Count the lines in the records below that contain the string "chalkboard", treating uppercase and lowercase letters as distinct. Give only the number.

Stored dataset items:
+++

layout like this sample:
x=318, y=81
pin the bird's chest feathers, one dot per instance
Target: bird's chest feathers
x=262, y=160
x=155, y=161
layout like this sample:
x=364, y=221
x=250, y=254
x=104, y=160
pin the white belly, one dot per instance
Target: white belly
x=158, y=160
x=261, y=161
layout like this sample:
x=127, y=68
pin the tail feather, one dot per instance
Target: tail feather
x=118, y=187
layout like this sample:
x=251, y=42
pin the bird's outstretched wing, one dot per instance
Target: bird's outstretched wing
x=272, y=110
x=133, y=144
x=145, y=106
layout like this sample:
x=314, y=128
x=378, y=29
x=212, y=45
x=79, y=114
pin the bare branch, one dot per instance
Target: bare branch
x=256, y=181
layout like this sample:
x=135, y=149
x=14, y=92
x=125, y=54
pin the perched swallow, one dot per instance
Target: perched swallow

+++

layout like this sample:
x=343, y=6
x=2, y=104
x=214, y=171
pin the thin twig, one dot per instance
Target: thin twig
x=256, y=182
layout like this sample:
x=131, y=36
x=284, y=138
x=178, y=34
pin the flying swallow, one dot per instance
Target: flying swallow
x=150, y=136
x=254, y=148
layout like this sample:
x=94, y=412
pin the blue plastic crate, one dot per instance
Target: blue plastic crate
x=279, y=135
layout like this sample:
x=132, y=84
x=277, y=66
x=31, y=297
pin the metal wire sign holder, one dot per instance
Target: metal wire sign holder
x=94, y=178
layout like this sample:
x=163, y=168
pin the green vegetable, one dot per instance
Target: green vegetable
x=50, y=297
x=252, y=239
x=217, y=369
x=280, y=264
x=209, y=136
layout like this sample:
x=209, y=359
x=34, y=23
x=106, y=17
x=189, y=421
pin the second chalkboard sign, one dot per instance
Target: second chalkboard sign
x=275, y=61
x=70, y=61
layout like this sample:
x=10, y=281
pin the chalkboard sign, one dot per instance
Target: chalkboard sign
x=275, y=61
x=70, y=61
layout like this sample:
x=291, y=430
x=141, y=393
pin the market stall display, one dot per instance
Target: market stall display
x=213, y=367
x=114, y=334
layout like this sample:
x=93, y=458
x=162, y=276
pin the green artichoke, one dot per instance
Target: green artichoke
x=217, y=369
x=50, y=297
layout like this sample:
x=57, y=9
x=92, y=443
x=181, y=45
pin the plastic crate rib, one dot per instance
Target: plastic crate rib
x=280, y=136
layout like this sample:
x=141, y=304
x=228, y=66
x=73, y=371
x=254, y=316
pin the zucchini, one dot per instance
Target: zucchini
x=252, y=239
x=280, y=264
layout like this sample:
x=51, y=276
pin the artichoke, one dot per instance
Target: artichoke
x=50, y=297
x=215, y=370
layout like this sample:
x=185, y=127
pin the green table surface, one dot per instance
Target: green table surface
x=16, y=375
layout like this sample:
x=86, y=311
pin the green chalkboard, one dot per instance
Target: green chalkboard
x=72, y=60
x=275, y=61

+++

◆ **THE SOLUTION**: 6